**Exercise input**
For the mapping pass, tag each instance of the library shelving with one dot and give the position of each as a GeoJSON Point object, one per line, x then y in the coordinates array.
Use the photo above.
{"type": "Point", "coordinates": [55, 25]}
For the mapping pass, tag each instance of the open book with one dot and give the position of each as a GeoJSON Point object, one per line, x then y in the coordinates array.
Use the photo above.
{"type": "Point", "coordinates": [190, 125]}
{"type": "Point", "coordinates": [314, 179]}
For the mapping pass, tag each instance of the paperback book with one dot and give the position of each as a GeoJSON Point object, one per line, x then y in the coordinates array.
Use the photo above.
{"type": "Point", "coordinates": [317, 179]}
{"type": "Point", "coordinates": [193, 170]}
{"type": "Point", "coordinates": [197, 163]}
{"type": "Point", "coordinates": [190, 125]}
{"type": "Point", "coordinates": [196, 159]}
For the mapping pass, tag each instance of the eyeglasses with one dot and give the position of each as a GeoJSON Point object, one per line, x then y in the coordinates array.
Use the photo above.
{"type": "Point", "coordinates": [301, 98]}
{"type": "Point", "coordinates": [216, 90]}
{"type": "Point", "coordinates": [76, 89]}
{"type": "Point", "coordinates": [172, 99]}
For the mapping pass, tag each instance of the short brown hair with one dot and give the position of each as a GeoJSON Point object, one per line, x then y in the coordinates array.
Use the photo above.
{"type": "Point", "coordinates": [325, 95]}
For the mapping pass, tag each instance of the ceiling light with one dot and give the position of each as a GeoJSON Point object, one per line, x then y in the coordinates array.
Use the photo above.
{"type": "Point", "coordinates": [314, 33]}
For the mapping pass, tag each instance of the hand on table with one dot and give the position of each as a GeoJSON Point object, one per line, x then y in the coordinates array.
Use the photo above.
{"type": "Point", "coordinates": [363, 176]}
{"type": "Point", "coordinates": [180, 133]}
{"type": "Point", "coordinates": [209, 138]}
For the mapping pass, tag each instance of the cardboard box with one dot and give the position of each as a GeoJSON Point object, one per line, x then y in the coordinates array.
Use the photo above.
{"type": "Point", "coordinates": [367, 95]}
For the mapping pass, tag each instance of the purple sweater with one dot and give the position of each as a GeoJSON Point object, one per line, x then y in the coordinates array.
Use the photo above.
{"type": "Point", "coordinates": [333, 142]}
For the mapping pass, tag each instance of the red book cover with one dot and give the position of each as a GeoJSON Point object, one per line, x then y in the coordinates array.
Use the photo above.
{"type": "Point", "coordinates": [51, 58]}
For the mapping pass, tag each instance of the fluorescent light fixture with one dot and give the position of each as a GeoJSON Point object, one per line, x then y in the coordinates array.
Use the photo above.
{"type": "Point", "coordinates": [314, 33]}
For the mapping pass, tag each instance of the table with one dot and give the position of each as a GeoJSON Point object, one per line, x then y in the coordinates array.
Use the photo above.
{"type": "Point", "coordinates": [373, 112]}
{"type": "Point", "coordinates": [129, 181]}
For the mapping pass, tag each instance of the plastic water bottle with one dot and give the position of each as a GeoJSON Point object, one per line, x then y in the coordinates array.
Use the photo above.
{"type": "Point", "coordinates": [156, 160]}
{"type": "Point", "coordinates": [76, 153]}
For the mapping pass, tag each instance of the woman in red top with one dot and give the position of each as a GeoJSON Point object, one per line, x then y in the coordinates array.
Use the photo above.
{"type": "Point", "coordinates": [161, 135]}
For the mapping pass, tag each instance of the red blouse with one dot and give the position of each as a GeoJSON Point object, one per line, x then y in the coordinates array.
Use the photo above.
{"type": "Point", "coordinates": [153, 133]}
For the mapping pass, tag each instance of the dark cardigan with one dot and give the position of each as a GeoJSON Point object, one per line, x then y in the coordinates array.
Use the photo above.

**Brief**
A complete, exact transcription of the data above is required.

**Answer space**
For the mapping pass, tag each instance of the library shelving with one dot and give the position of each as a GeoJSON Point object, one per line, x then y in the coordinates array.
Use the photo above.
{"type": "Point", "coordinates": [55, 25]}
For the mapping pass, tag each instance of the open book with one dot and give the position of each as a GeoJSON Point object, one per line, x then y in the coordinates array.
Use the photo above.
{"type": "Point", "coordinates": [190, 125]}
{"type": "Point", "coordinates": [314, 179]}
For the mapping pass, tag each instance of the paperback book with one dot and give the position of each as a GeoJSON Point object, one per line, x then y in the coordinates array.
Use the photo above.
{"type": "Point", "coordinates": [317, 179]}
{"type": "Point", "coordinates": [193, 170]}
{"type": "Point", "coordinates": [197, 163]}
{"type": "Point", "coordinates": [190, 125]}
{"type": "Point", "coordinates": [196, 159]}
For the mapping pass, tag each instance of the eyeglasses with one dot and give the position of each as a GeoJSON Point object, one per line, x then y in the coordinates array.
Use the photo above.
{"type": "Point", "coordinates": [301, 98]}
{"type": "Point", "coordinates": [216, 90]}
{"type": "Point", "coordinates": [76, 89]}
{"type": "Point", "coordinates": [172, 99]}
For the mapping pass, tag each instance of the short brown hair with one dot and give the position of each as a GeoJSON Point object, one per line, x then y in the coordinates array.
Use the photo above.
{"type": "Point", "coordinates": [325, 95]}
For the mapping pass, tag each instance of the ceiling light with one dot and give the position of each as a GeoJSON Point object, one per line, x then y in the coordinates array.
Use the photo above.
{"type": "Point", "coordinates": [314, 33]}
For the mapping pass, tag each instance of the hand on table with one dot and give the position of each as a GeoJSON Point object, one per line, x then y in the coordinates array.
Use the photo above.
{"type": "Point", "coordinates": [363, 176]}
{"type": "Point", "coordinates": [180, 133]}
{"type": "Point", "coordinates": [209, 138]}
For the mapping pass, tag each instance of the cardboard box with one dot and give the position of each as a GeoJSON Point object, one per line, x then y in the coordinates array.
Use the photo above.
{"type": "Point", "coordinates": [367, 95]}
For the mapping pass, tag each instance of the purple sweater with one dot and give the position of each as a GeoJSON Point object, one per line, x then y in the coordinates array.
Use the photo above.
{"type": "Point", "coordinates": [333, 142]}
For the mapping pass, tag each instance of the red book cover with one dot and give the position of each as a GeoJSON Point object, one per line, x then y in the coordinates array.
Use the photo above.
{"type": "Point", "coordinates": [51, 58]}
For the mapping pass, tag each instance of the fluorescent light fixture with one dot and give the position of each as a GeoJSON Point object, one per line, x then y in the coordinates array.
Use the photo above.
{"type": "Point", "coordinates": [314, 33]}
For the mapping pass, tag each instance of the table with one dot and give the position of each as a GeoJSON Point object, one per line, x then y in the coordinates array.
Use the photo above.
{"type": "Point", "coordinates": [373, 112]}
{"type": "Point", "coordinates": [129, 181]}
For the mapping pass, tag each instance of the plastic water bottle with one dot and give the position of each as a GeoJSON Point object, one per line, x then y in the coordinates array.
Use the photo above.
{"type": "Point", "coordinates": [156, 160]}
{"type": "Point", "coordinates": [76, 153]}
For the mapping pass, tag each instance of the woman in red top with one dot and give the position of each as a GeoJSON Point object, one per line, x then y in the coordinates array.
Use the photo above.
{"type": "Point", "coordinates": [161, 135]}
For the mapping pass, tag each instance of the red blouse with one dot and give the position of each as a GeoJSON Point object, one per line, x then y in the coordinates array.
Use the photo above.
{"type": "Point", "coordinates": [153, 133]}
For the mapping pass, tag each instance of the dark cardigan with one dot and give the position of each as a GeoJSON Point object, one per line, x then y in the coordinates array.
Use the photo above.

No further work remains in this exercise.